Start of AVAILABLE DATA

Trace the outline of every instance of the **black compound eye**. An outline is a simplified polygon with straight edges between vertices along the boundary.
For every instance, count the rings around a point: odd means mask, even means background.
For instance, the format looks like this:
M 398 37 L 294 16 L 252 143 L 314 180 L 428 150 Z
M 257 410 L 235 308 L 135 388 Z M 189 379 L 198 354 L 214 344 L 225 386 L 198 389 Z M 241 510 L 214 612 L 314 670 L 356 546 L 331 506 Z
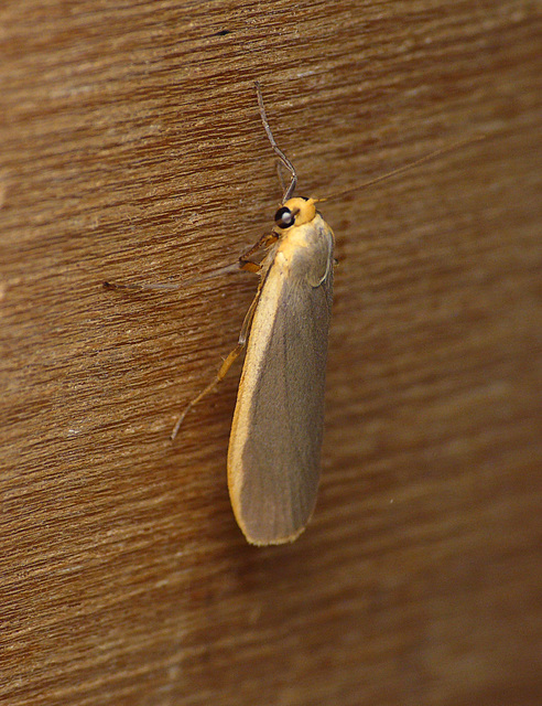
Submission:
M 274 222 L 277 223 L 279 228 L 289 228 L 295 223 L 295 216 L 290 211 L 290 208 L 286 208 L 286 206 L 282 206 L 282 208 L 279 208 L 279 211 L 274 214 Z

End of AVAILABLE DATA

### TASK:
Please rewrite the records above, replacing "black compound eye" with "dark compound eye" and keeping everything else unchanged. Leave the pictures out.

### RESPONSE BELOW:
Trace the outline of every instance of the **dark compound eye**. An outline is a simplified polygon with straight edges between vertices along the boundary.
For every instance, count the rings around a point: odd means mask, even means background.
For instance, the format looks like this:
M 398 37 L 294 16 L 252 143 L 314 180 L 428 150 Z
M 257 410 L 235 308 L 135 388 Z M 189 379 L 198 354 L 214 344 L 225 386 L 198 389 Z M 241 510 L 214 612 L 314 670 L 356 546 L 331 506 Z
Submission:
M 274 222 L 277 223 L 279 228 L 289 228 L 295 223 L 295 216 L 290 211 L 290 208 L 286 208 L 286 206 L 282 206 L 282 208 L 279 208 L 279 211 L 274 214 Z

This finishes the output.